=== INPUT MATERIAL ===

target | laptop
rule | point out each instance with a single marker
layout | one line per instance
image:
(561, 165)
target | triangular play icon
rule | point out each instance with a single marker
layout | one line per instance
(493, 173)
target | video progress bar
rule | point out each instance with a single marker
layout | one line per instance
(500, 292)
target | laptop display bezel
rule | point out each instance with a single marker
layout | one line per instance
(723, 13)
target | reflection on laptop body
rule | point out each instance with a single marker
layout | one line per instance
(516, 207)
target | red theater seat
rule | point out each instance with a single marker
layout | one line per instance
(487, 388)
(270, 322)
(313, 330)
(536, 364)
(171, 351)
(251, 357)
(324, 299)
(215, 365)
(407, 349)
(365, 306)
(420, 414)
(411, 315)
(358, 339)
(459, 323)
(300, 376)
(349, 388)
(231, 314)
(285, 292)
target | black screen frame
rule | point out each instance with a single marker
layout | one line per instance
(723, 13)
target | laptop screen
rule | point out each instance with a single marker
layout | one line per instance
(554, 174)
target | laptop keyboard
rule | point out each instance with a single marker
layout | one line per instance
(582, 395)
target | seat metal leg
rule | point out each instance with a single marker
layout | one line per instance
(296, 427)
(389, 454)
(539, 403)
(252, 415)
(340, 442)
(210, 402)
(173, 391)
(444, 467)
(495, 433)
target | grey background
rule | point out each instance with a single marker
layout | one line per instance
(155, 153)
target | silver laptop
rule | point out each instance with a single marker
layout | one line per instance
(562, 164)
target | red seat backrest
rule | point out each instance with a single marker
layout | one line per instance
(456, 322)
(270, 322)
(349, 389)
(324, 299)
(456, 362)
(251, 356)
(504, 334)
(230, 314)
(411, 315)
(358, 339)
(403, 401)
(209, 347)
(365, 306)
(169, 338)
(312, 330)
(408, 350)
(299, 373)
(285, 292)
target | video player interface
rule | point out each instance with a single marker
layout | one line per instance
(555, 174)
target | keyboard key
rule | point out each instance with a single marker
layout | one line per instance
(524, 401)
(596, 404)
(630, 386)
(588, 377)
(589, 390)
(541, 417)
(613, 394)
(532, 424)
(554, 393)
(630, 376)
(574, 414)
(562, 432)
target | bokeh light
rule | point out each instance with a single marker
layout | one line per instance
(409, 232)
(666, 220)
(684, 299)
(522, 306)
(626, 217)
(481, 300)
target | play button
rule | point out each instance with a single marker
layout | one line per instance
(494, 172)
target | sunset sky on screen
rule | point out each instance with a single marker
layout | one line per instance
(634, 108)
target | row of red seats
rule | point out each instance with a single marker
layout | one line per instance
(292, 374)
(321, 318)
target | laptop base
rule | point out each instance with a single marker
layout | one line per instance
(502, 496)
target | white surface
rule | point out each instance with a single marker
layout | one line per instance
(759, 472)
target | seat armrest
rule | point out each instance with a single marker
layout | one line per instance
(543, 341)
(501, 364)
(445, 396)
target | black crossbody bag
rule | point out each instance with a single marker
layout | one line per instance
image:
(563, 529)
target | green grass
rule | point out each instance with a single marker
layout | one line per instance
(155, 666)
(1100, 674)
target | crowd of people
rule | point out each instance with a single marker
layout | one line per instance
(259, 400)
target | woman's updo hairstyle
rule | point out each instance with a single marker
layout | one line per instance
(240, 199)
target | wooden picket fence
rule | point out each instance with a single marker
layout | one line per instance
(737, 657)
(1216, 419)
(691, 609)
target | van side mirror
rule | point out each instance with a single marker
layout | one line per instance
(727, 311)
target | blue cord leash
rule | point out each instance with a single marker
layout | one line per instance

===

◆ **INSTRUCTIONS FOR THE TASK**: Every line above that has the string "laptop" needs to be copied.

◆ **RESPONSE**:
target | laptop
target | laptop display bezel
target | reflection on laptop body
target | laptop screen
target | laptop keyboard
target | silver laptop
target | laptop base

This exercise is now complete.